> [Given exercise]
How many lines in the listing contain the string "frame"? Give the number only.

--- START OF Data listing ---

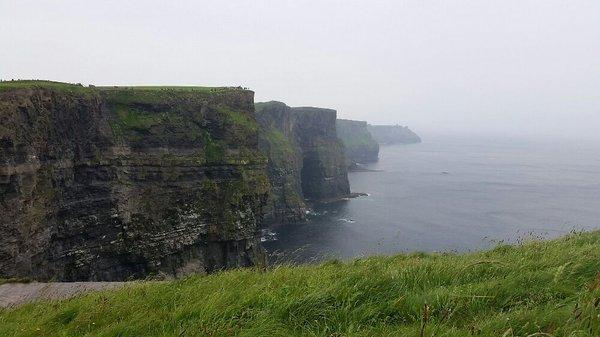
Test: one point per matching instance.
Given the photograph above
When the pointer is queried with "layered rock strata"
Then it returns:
(102, 184)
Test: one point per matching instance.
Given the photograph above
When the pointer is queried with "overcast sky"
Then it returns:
(514, 67)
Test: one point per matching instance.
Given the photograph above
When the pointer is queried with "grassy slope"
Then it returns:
(32, 84)
(551, 288)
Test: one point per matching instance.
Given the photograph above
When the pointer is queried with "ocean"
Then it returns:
(452, 194)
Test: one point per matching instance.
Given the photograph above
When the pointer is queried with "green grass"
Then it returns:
(39, 84)
(36, 84)
(536, 289)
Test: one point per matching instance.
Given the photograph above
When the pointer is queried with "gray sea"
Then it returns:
(453, 194)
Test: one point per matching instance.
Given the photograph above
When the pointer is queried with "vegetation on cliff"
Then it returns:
(305, 158)
(114, 183)
(535, 289)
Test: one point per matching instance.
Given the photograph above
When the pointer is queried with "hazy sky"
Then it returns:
(514, 67)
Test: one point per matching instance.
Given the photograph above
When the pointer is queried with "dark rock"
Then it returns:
(306, 159)
(102, 184)
(393, 134)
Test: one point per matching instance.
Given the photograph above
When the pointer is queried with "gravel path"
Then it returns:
(14, 294)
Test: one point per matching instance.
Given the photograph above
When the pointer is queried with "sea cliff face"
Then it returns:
(359, 145)
(393, 134)
(118, 183)
(306, 158)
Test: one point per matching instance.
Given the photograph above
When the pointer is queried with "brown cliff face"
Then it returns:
(306, 159)
(119, 183)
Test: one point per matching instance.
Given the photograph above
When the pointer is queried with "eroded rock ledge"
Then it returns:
(102, 184)
(306, 159)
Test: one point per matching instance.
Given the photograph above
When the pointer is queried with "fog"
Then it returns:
(503, 67)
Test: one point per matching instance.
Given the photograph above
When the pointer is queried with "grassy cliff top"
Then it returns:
(34, 84)
(534, 289)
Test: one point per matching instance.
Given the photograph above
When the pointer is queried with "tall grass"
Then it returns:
(535, 289)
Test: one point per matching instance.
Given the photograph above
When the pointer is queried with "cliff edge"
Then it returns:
(306, 160)
(113, 183)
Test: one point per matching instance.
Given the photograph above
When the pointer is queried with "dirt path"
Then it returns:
(14, 294)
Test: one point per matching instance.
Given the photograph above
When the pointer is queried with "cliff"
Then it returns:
(118, 183)
(305, 158)
(359, 145)
(393, 134)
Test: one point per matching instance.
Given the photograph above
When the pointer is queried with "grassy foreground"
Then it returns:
(536, 289)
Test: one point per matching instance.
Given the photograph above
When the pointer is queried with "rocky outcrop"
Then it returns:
(393, 134)
(359, 145)
(116, 183)
(306, 159)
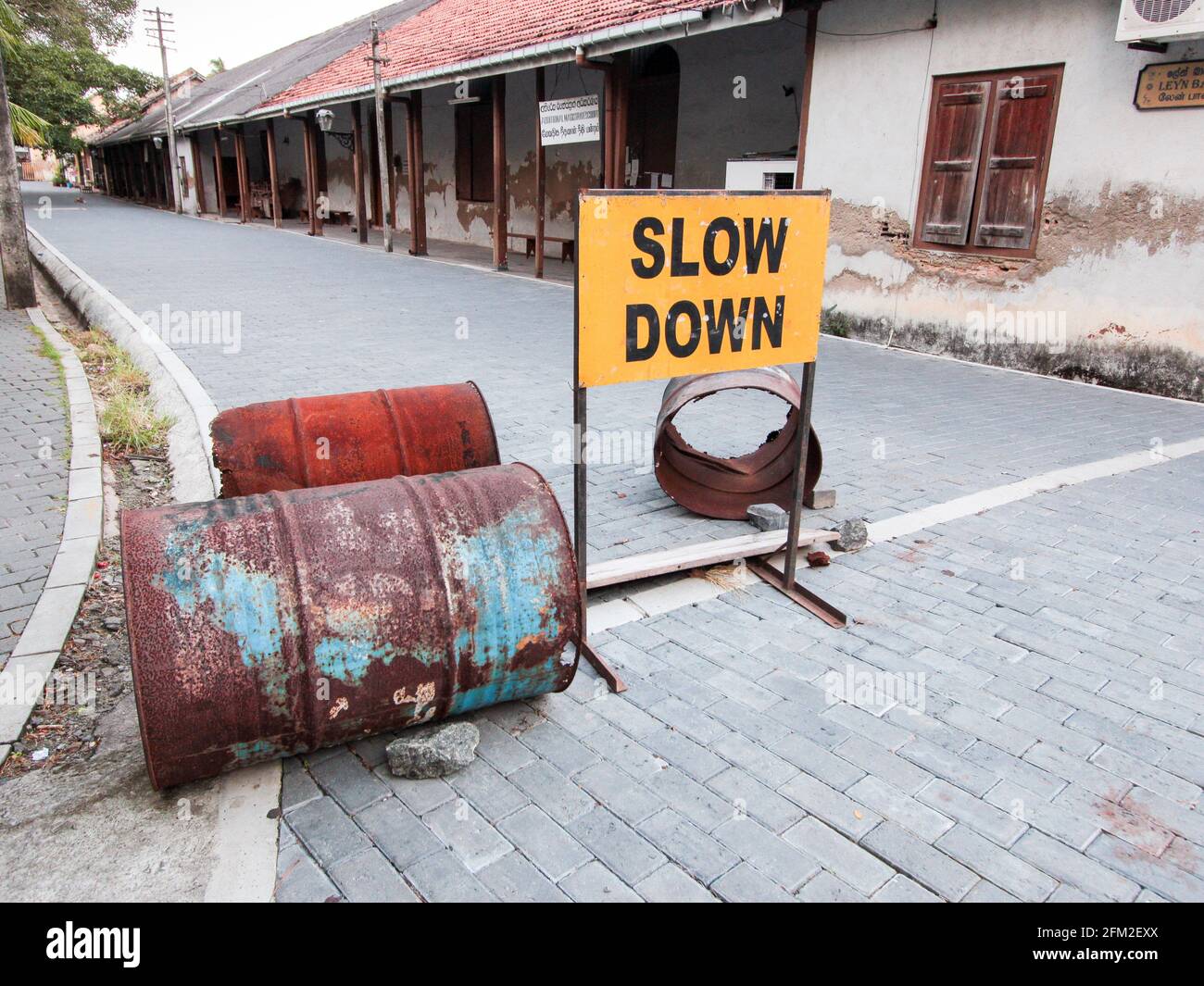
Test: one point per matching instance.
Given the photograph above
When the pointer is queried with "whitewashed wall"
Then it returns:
(1124, 201)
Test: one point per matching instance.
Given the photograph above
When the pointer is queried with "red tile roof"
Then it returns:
(452, 31)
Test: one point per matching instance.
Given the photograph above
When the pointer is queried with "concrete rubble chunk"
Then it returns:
(853, 535)
(769, 517)
(433, 752)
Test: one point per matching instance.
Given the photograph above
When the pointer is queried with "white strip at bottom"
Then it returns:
(1046, 481)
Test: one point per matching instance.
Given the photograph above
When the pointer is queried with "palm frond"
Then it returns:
(28, 128)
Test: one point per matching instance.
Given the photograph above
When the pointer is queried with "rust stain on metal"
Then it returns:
(270, 625)
(725, 488)
(352, 437)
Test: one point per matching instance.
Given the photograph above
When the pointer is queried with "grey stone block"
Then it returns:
(546, 842)
(624, 850)
(326, 830)
(397, 832)
(369, 878)
(516, 880)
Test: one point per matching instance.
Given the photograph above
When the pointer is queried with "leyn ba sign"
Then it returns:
(674, 283)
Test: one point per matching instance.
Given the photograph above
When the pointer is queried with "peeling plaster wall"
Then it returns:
(1122, 228)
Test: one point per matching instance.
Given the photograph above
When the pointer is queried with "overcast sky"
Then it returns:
(235, 31)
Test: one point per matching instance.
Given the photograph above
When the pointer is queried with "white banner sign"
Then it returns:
(570, 120)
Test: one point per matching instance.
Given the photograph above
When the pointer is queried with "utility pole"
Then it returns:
(382, 145)
(19, 269)
(160, 23)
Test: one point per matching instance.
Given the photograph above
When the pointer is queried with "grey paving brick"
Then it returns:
(902, 890)
(1152, 873)
(1070, 826)
(516, 880)
(903, 809)
(442, 879)
(687, 845)
(1072, 867)
(552, 791)
(420, 796)
(837, 809)
(672, 885)
(300, 881)
(594, 884)
(846, 860)
(746, 793)
(558, 748)
(782, 862)
(630, 801)
(348, 781)
(500, 749)
(546, 842)
(486, 790)
(746, 885)
(397, 832)
(996, 865)
(370, 878)
(919, 861)
(705, 808)
(470, 836)
(326, 830)
(872, 758)
(671, 746)
(617, 844)
(297, 788)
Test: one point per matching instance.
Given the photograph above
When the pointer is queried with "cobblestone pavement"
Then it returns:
(32, 472)
(1016, 709)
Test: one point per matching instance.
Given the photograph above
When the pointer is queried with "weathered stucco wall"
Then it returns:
(1122, 232)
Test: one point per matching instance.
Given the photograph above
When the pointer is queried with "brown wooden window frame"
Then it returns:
(474, 145)
(994, 79)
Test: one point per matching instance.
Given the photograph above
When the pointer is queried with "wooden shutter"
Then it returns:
(1019, 143)
(955, 143)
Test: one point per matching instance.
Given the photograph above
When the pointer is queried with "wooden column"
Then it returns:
(361, 219)
(393, 171)
(500, 192)
(240, 149)
(418, 168)
(218, 177)
(805, 108)
(200, 173)
(374, 171)
(311, 172)
(622, 80)
(541, 177)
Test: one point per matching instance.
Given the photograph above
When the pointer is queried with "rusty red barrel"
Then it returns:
(726, 486)
(308, 442)
(269, 625)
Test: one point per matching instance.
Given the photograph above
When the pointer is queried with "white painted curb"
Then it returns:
(245, 842)
(41, 642)
(176, 390)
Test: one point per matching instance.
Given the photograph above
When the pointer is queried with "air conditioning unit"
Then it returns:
(1160, 19)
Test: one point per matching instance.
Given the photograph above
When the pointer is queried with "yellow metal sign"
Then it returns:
(697, 281)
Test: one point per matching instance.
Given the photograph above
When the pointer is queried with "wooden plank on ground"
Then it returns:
(697, 555)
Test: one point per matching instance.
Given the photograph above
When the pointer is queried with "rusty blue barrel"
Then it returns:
(269, 625)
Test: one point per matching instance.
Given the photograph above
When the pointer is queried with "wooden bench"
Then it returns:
(567, 244)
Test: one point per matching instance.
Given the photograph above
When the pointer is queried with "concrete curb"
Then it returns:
(176, 390)
(41, 642)
(245, 841)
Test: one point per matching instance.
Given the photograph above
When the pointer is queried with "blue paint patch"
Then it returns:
(245, 604)
(512, 568)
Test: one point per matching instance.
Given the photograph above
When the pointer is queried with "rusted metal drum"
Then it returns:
(270, 625)
(725, 488)
(308, 442)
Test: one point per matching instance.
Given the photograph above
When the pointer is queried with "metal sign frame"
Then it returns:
(785, 580)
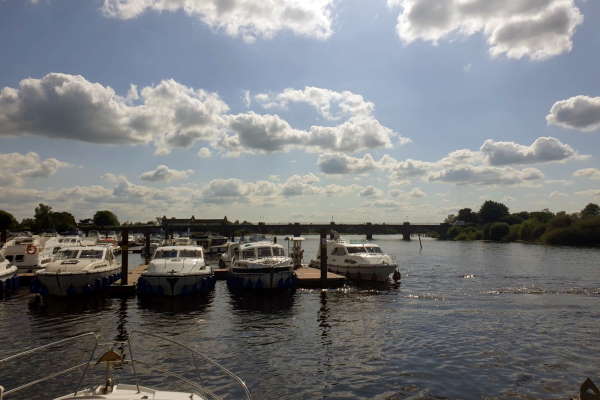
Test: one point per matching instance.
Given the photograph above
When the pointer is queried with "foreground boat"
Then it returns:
(176, 271)
(358, 261)
(261, 265)
(78, 270)
(118, 355)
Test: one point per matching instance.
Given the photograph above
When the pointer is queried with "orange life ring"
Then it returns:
(31, 249)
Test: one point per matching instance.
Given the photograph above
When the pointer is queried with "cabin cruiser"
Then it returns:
(115, 360)
(8, 274)
(24, 252)
(175, 271)
(54, 244)
(79, 270)
(359, 261)
(261, 265)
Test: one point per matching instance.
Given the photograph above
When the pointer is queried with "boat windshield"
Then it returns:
(246, 254)
(190, 253)
(264, 252)
(91, 253)
(356, 250)
(166, 254)
(65, 254)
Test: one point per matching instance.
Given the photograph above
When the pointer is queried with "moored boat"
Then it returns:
(175, 271)
(79, 270)
(261, 265)
(358, 261)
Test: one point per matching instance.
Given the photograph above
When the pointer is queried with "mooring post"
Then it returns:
(147, 254)
(124, 256)
(323, 258)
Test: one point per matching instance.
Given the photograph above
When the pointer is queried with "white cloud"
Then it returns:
(18, 168)
(204, 152)
(486, 175)
(329, 103)
(248, 19)
(543, 149)
(536, 29)
(70, 107)
(592, 173)
(162, 173)
(580, 112)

--- END OF Data listing ---

> [Exercise result]
2